Problem to solve
Pictures stay out; everything else in the entries below is to be duplicated exactly.

-- Data provided follows --

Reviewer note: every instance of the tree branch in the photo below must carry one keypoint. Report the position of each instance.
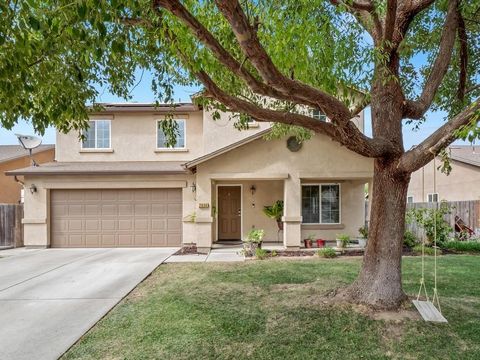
(416, 109)
(225, 58)
(462, 36)
(390, 18)
(348, 136)
(420, 155)
(250, 45)
(365, 13)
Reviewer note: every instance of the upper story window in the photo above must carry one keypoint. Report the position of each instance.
(97, 136)
(317, 114)
(321, 204)
(181, 136)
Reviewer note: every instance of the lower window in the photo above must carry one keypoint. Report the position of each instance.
(321, 204)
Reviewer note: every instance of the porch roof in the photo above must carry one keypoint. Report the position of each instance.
(193, 163)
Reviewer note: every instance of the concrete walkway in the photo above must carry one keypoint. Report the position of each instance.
(215, 255)
(49, 298)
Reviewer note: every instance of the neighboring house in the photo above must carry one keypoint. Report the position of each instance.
(123, 187)
(14, 157)
(429, 184)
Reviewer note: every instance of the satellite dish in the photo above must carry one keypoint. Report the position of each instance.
(29, 143)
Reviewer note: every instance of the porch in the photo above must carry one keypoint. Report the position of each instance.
(315, 206)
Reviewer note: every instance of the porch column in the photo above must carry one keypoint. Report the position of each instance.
(203, 214)
(292, 219)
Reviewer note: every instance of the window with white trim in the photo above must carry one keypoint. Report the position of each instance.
(321, 203)
(98, 135)
(317, 114)
(180, 135)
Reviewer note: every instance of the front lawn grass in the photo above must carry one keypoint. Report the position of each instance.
(276, 309)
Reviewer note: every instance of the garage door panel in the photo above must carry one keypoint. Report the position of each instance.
(159, 239)
(76, 240)
(92, 225)
(108, 240)
(92, 240)
(174, 209)
(111, 218)
(159, 209)
(109, 209)
(141, 239)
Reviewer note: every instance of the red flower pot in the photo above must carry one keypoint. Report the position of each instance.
(320, 243)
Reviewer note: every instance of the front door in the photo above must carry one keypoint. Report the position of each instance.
(229, 212)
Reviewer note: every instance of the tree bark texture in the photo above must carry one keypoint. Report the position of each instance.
(379, 283)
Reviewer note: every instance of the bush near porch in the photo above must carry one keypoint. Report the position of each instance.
(275, 309)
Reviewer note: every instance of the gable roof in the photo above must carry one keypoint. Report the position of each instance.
(103, 168)
(467, 154)
(192, 163)
(12, 152)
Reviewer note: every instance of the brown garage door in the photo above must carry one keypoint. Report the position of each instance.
(116, 218)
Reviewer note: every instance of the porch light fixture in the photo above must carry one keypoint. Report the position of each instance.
(33, 189)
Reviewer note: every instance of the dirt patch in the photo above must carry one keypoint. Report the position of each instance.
(187, 250)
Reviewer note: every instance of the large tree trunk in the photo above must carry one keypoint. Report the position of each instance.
(379, 283)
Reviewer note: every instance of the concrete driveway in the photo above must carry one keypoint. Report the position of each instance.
(49, 298)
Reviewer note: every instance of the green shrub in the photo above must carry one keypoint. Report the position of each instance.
(344, 238)
(429, 251)
(409, 239)
(255, 236)
(463, 246)
(432, 221)
(328, 253)
(261, 254)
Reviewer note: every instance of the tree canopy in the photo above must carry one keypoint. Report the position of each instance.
(262, 58)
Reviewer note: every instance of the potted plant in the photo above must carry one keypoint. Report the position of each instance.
(275, 212)
(342, 240)
(308, 242)
(362, 240)
(320, 243)
(253, 242)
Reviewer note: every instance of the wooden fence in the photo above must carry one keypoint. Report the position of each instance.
(11, 229)
(468, 211)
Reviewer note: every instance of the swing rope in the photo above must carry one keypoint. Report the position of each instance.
(435, 297)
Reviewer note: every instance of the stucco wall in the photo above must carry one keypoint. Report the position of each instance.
(221, 132)
(9, 188)
(462, 184)
(134, 138)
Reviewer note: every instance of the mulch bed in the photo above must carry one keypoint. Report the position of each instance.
(187, 250)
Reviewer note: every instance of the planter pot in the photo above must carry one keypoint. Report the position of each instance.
(308, 243)
(280, 224)
(362, 242)
(320, 243)
(250, 248)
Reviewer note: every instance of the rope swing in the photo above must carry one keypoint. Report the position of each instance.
(427, 308)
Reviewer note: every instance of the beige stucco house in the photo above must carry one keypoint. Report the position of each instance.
(122, 186)
(429, 184)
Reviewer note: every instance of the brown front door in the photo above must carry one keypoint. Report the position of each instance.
(229, 212)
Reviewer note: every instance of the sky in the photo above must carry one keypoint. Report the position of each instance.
(142, 93)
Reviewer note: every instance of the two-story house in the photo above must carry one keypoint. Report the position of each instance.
(123, 187)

-- Data provided concluded --

Answer section
Reviewer note: every instance of the tree branch in the photo below must carry one keypoint. Report the position of each instance.
(416, 109)
(225, 58)
(462, 36)
(390, 18)
(348, 136)
(420, 155)
(250, 45)
(365, 13)
Reviewer note: every instance of the upper story window in the photo above must carry one keypoint. Report the position of each instance.
(97, 136)
(317, 114)
(321, 204)
(181, 136)
Reviewer note: every instance of the lower window in the photo above must carry one keypoint. Report the position of each instance.
(321, 204)
Reviewer note: every instance of the porch roof in the photo above must carry one keypoint. Report the position of each instance.
(193, 163)
Reviewer note: every instance of the concrete walkway in the photo above must carry one keypoint. Report the position of each instance.
(215, 255)
(49, 298)
Reviewer note: every instance of the neighboring house in the photo above must carry one keypoint. Report the position of each instance.
(123, 187)
(14, 157)
(429, 184)
Reviewer note: every instance of the satellite dish in the photo above must carry one keypoint. Report the position of each instance.
(29, 143)
Reviewer note: every instance of the porch in the photo above must carry one keypoint. Report the position of each instance.
(315, 206)
Reviewer note: every instance of the porch column in the photo above must carry one keypoint. Report the position of each instance.
(203, 214)
(292, 219)
Reviewer note: every instance of the window with white trim in the photo above must carry one keypoint. Report the position of each instance.
(321, 203)
(98, 135)
(317, 114)
(180, 135)
Reviewer note: every instance of the front lawn grass in the photo above must carry one keypoint. Report the position of each instance.
(276, 309)
Reviewer note: every instance of the garage door panel in the photo above must carry one keypoint. Report the position of each instance.
(159, 239)
(76, 240)
(92, 225)
(108, 240)
(92, 240)
(174, 209)
(111, 218)
(159, 209)
(109, 209)
(141, 239)
Reviewer note: every instance of the red flower pot in the photo above must carry one keypoint. Report the position of each instance.
(320, 243)
Reviewer note: every instance of the front door in the photo above must carry one keypoint. Report the position of each instance.
(229, 212)
Reviewer note: every instance of the tree bark texture in the photo above must carry one keypoint. Report the position of each instance.
(379, 283)
Reviewer note: every instance of the bush near porch in the photo above must carry one keypoint. Report the position of each instance.
(275, 309)
Reviewer note: every instance of the gable roof in the photo above must carry one keypoint. Report the position of each instance.
(103, 168)
(467, 154)
(192, 163)
(12, 152)
Reviewer note: every instance of the brown garage door in the photo above must carry one keypoint. Report the position of each instance.
(116, 218)
Reviewer note: every instance of the porch light fixture in the photo above must carry one keypoint. Report the position of each instance.
(33, 189)
Reviewer note: every instance of the dirt patch in the photo above must carry one keypoint. Report the position of each instance.
(187, 250)
Reviewer note: every instance of the large tree trunk in the photo above must carry one keypoint. Report the position of each instance.
(379, 283)
Reviewer note: every instance of the concrete driveway in the photo above must carry one keypoint. Report the position of each instance.
(49, 298)
Reviewer note: every instance of the green shrub in the photo above must carry one keypoint. Report the position of each instance.
(344, 238)
(429, 251)
(409, 239)
(255, 236)
(463, 246)
(432, 221)
(328, 253)
(261, 254)
Reviewer note: every instance of the tree canopy in the photo above must carry one keypoint. Report the position of each instance.
(262, 58)
Reviewer note: every instance of the potted plant in the photo above must carry one keypoint. Report the position of each instance.
(275, 212)
(342, 240)
(308, 242)
(362, 240)
(320, 243)
(253, 242)
Reviewer note: every instance of the wooden fence in the photo above must carry one keypoint. Report the position of each instance.
(11, 229)
(468, 211)
Reviewer note: every instance of the swing rope in the photo above must carry one keypoint. Report the position of each instance.
(435, 297)
Reviewer note: every instance of the stucco wall in the photo above must carry one keypoint. Report the position of each instance.
(221, 132)
(9, 188)
(462, 184)
(134, 138)
Reviewer note: every instance of the mulch bed in the photo above must carry one keypoint. Report the position of each instance.
(187, 250)
Reviewer note: every instance of the planter pot in the photo above must carry one keypoint. Report the position of each instance.
(308, 243)
(280, 224)
(362, 242)
(320, 243)
(250, 248)
Reviewer note: every instance of the rope swing in the photo above must carry one keypoint. Report the position of each instance.
(427, 308)
Reviewer note: every instance of the beige stucco house in the photo above must carry one keypoint. Report the position of each instance.
(122, 186)
(429, 184)
Reviewer note: every instance of the brown front door in the photo above must carry one keypoint. Report the position of each instance.
(229, 212)
Reviewer note: every instance of the sky in the photo above must carry one keypoint. Report the position of each instance.
(142, 93)
Reviewer note: every instance of the two-story house in the photo above must carry one keypoint. Report the position of each instance.
(123, 187)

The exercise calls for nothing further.